## PAGE TEXT
Background
Copy Number Variation (CNV) is a common form of genetic variation underlying animal evolution and phenotypic diversity across a wide range of species. In the mammalian genome, high frequency of CNV differentiation between breeds may be candidates for population-specific selection. However, CNV differentiation, selection and its population genetics have been poorly explored in horses.
Results
We investigated the patterns, population variation and gene annotation of CNV using the Axiom® Equine Genotyping Array (670,796 SNPs) from a large cohort of individuals (N=1,755) belonging to eight European horse breeds, varying from draught horses to several warmblood populations. After quality control, 152,640 SNP CNVs (individual markers), 18,800 segment CNVs (consecutive SNP CNVs of same gain/loss state or both) and 939 CNV regions (CNVRs; overlapping segment CNVs by at least 1bp) compared to the average signal of the reference were identified. Our analyses showed that Equus caballus chromosome 12 (ECA12) was the most enriched in segment CNV gains and losses (~3% average proportion of the genome covered), but the highest number of segment CNVs were detected on ECA1 and ECA20 (regardless of size). The Friesian horses showed high percentage of unique SNP CNV gains (>20% of the samples) on ECA1 and Exmoor ponies displayed high percentage of unique SNP CNV losses on ECA25 (>20% of the samples). The length of the CNVRs ranged from 1 kb to 21.3 Mb. A total of 10,612 genes were annotated within the CNVRs. The panther annotation of these genes showed significantly under- and overrepresented gene ontology biological terms related to cellular processes and immunity (Bonferroni P-value < 0.05). We identified 80 CNVRs overlapping with known QTL for fertility, coat colour, conformation and temperament. We also report 67 novel CNVRs which contribute to the catalogue of known CNVs in the horse genome.

[Entries drawn from a collection]
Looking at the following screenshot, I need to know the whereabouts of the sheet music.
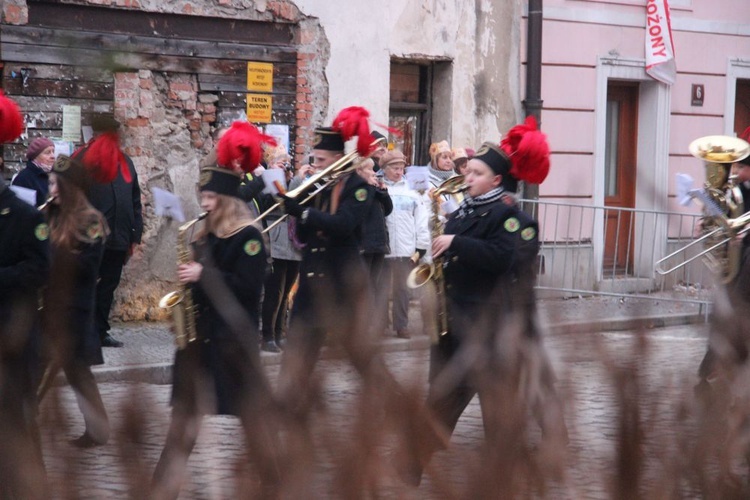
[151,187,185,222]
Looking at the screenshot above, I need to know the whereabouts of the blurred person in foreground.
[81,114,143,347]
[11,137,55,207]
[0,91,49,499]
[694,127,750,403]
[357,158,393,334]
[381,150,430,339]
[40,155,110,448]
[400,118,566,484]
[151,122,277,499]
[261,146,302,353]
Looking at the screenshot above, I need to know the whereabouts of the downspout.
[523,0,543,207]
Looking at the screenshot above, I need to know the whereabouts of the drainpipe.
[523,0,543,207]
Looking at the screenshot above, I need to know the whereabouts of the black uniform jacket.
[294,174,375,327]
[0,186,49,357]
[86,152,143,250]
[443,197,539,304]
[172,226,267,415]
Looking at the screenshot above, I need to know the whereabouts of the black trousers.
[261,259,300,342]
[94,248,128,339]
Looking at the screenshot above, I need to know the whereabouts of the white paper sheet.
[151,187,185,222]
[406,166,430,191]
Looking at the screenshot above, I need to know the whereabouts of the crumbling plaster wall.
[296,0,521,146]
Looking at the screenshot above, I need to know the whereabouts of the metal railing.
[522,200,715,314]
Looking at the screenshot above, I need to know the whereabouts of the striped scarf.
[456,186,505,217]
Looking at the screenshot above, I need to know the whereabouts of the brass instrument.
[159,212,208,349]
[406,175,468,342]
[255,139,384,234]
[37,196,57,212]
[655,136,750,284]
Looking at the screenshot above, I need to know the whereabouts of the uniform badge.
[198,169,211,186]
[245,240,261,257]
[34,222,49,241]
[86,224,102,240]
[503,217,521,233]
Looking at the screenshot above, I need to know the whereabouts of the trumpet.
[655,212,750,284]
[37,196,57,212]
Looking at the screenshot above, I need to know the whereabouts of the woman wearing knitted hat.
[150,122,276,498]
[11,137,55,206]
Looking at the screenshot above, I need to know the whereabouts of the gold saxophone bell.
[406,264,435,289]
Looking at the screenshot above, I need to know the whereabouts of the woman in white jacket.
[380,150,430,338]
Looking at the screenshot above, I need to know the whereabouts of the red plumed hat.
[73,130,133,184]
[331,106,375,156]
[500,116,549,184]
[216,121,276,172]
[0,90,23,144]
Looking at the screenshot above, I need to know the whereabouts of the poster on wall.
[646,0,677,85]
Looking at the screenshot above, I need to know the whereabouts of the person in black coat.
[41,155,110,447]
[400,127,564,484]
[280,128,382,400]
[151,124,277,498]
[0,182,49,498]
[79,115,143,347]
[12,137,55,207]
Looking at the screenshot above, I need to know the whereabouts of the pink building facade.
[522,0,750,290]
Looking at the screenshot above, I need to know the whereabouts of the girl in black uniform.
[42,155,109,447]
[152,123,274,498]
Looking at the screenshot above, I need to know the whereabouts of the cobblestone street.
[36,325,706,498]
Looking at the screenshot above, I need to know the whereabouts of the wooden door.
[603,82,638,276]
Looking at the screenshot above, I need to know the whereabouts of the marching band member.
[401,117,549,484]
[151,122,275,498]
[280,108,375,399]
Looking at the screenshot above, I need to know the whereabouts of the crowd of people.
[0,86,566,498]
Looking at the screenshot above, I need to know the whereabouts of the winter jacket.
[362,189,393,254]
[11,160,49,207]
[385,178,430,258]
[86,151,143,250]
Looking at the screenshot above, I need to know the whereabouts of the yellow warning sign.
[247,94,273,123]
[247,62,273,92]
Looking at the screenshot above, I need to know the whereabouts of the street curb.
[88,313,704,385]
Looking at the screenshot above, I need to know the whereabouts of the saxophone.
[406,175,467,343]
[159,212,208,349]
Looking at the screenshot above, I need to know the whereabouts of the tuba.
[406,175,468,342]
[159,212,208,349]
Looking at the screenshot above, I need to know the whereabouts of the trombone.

## YOUR ASSIGNMENT
Carry on the summary on copy number variation in horses, starting right after its last sentence. The data bear no relation to the summary on copy number variation in horses.

## RESPONSE TO THE TASK
Conclusions
This work revealed that CNV patterns, in the genome of some European horse breeds, occurred in specific genomic regions and were enriched on ECA1, 7, 9 and 25. The results provide support to the hypothesis that high frequency breed-specific CNVs residing in genes may potentially be responsible for the diverse phenotypes seen between horse breeds.